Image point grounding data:
■ ■ ■ ■

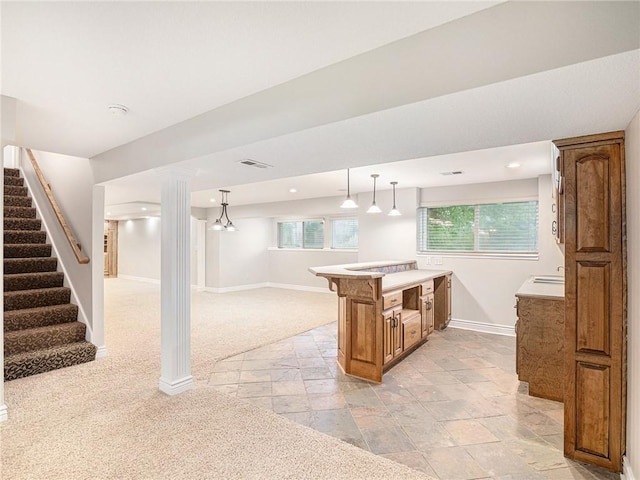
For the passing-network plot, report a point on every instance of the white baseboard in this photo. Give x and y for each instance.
(303, 288)
(482, 327)
(627, 473)
(140, 279)
(237, 288)
(176, 387)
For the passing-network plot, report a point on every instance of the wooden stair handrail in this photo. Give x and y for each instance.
(75, 246)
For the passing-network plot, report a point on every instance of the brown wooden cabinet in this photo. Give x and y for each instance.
(595, 297)
(442, 299)
(540, 345)
(379, 323)
(392, 335)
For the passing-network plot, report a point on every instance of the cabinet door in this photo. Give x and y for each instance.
(448, 316)
(411, 331)
(389, 321)
(397, 334)
(427, 312)
(595, 296)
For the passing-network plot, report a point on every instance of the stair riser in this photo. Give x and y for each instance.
(36, 339)
(30, 265)
(36, 298)
(13, 283)
(15, 201)
(33, 318)
(16, 181)
(33, 363)
(24, 236)
(15, 191)
(19, 212)
(22, 224)
(26, 251)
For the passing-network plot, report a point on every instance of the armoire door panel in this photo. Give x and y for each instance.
(363, 332)
(592, 409)
(592, 203)
(593, 303)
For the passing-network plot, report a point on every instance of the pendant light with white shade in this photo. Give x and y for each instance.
(374, 208)
(394, 211)
(348, 203)
(218, 225)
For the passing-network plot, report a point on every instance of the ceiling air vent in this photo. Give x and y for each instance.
(253, 163)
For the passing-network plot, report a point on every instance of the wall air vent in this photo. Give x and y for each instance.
(252, 163)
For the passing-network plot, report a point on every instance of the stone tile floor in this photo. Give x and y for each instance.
(453, 409)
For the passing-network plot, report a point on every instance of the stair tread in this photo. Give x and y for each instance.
(66, 346)
(38, 338)
(36, 290)
(24, 364)
(30, 265)
(33, 317)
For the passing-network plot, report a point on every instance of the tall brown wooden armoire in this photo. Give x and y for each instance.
(593, 174)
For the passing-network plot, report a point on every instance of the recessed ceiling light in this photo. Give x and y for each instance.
(117, 110)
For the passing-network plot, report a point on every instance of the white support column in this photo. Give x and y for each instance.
(175, 365)
(201, 259)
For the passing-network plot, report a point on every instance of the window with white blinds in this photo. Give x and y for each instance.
(504, 228)
(307, 234)
(344, 233)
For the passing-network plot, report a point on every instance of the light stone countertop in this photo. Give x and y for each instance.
(390, 281)
(545, 290)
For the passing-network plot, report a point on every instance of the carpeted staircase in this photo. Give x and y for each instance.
(41, 331)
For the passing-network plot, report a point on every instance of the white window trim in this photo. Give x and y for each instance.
(476, 254)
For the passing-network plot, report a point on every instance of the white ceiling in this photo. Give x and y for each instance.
(170, 61)
(403, 89)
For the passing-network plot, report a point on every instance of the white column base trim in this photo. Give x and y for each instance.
(176, 387)
(303, 288)
(139, 279)
(627, 473)
(482, 327)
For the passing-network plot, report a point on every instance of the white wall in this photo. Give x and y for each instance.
(237, 259)
(484, 288)
(632, 144)
(139, 248)
(382, 237)
(291, 267)
(71, 180)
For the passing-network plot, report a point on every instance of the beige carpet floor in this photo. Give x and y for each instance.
(107, 419)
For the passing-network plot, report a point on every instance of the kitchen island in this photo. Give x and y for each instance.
(540, 337)
(385, 311)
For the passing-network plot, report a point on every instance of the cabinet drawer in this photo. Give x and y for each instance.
(391, 300)
(411, 331)
(427, 287)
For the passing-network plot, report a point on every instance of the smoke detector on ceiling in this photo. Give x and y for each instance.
(117, 110)
(253, 163)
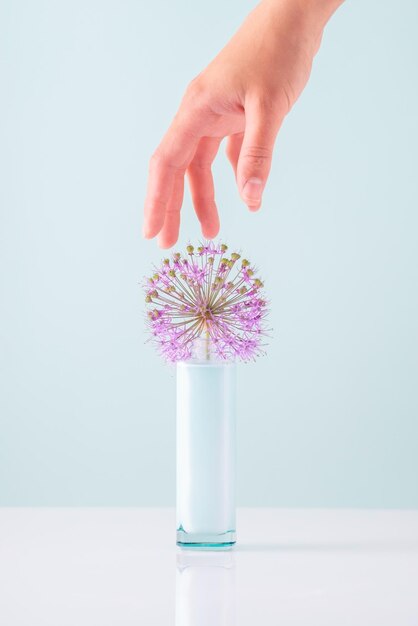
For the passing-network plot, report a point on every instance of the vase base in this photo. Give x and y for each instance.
(206, 541)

■ ■ ■ ■

Task to carry out
A word-for-word transcription of the entries above, free of images, is what is wanted.

Response to this task
For the passing-network plot, report a point on every instance of the white baseboard in this photo. Give x and y for each instance.
(303, 288)
(482, 327)
(627, 473)
(140, 279)
(237, 288)
(176, 387)
For the passing-network plot, report a point on every instance of the wooden stair handrail in this photo. Give x and y for each instance.
(75, 246)
For the passing-network plot, report a point on every instance of the brown wooden cabinet in this photo. Give x and y for each instance.
(595, 297)
(442, 299)
(540, 345)
(379, 323)
(392, 335)
For the passing-network plot, report a point on every instance of the cabinet door in this photo. Give x and y for each instance.
(448, 316)
(411, 331)
(389, 321)
(397, 334)
(427, 312)
(595, 296)
For the passing-network plot, report a point on every instance of the stair riser in this photo. Give x and y for each instance.
(36, 339)
(30, 265)
(36, 298)
(13, 283)
(15, 201)
(33, 318)
(16, 181)
(33, 363)
(24, 236)
(15, 191)
(19, 212)
(22, 224)
(26, 251)
For the passing-network plot, report a point on every instance of the armoire door panel in this photo. Give x and y for each instance.
(363, 332)
(592, 409)
(592, 203)
(593, 303)
For the passing-network plot, report a point on every instance of the pendant light with white shade in this photo. Give x and y for each instance.
(374, 208)
(394, 211)
(348, 203)
(218, 225)
For the passing-network plot, report a point on every instance of the ceiling air vent in this photo. Give x and y for each instance.
(253, 163)
For the passing-network plot, report a point on every instance of the wall air vent in this photo. Give x and y for each instance.
(252, 163)
For the passing-network plot, report a point on every instance of the stone tile floor in this photo. Give x and y for each instance.
(453, 409)
For the passing-network plot, report a point on every instance of the stair tread in this photo. Give x and y for each instance.
(66, 346)
(38, 338)
(36, 290)
(24, 364)
(30, 265)
(33, 317)
For the passing-network plot, report a point on every instance of the tall brown wooden armoire in this photo. Give x and y for each instance.
(593, 174)
For the passing-network plot, report a point on every instance of the recessed ceiling light in this photo. Give x and y for each instance.
(117, 110)
For the passing-network plot, report a point on every instance of the white support column in this photo. Give x and y for each instance.
(175, 365)
(201, 259)
For the passing-network plot, report a point on every instance of the window with white blinds in this photo. Give x and y for each instance.
(504, 228)
(307, 234)
(344, 233)
For the passing-network plot, report a point on every instance of the light stone countertop in this photo. Give x and y for each instance.
(390, 281)
(545, 290)
For the passing-network plot, report a point on every instance of the carpeted staircase in this photo. Give x and y for each instance.
(41, 331)
For the passing-network plot, report a point on every instance of the white window trim in this photo. Give x and y for each instance.
(476, 254)
For the passing-network plot, report a point on every instance of the white ceiling in this photo. Give x and y for each instance.
(170, 61)
(403, 89)
For the passing-network plot, report a point on every instance of the white column base trim in this photo. Give x and y for each instance.
(176, 387)
(303, 288)
(139, 279)
(627, 473)
(482, 327)
For the passing-network plot, report a point on every instance of the white wall in this photo. Give x and y for each instance.
(237, 259)
(484, 288)
(632, 144)
(139, 248)
(382, 237)
(291, 267)
(71, 180)
For the passing-network plot, report a point on every instance of the beige carpet floor in this photo. Give x and y for each instance.
(107, 419)
For the passing-network plot, report a point on every instance of the kitchen island in this photo. Give x and y for each instance.
(540, 337)
(385, 311)
For the passing-network plot, report a point on every instance of the cabinet drawer in this photo. Give x and y for each instance.
(391, 300)
(411, 331)
(427, 287)
For the passing-network plot, report a point on every instance of the smoke detector on ceiling in this photo. Give x and y for each instance.
(117, 110)
(253, 163)
For the passing-network plot, report a point on every instance of the vase base in this photo. Give x and y for each instance.
(206, 541)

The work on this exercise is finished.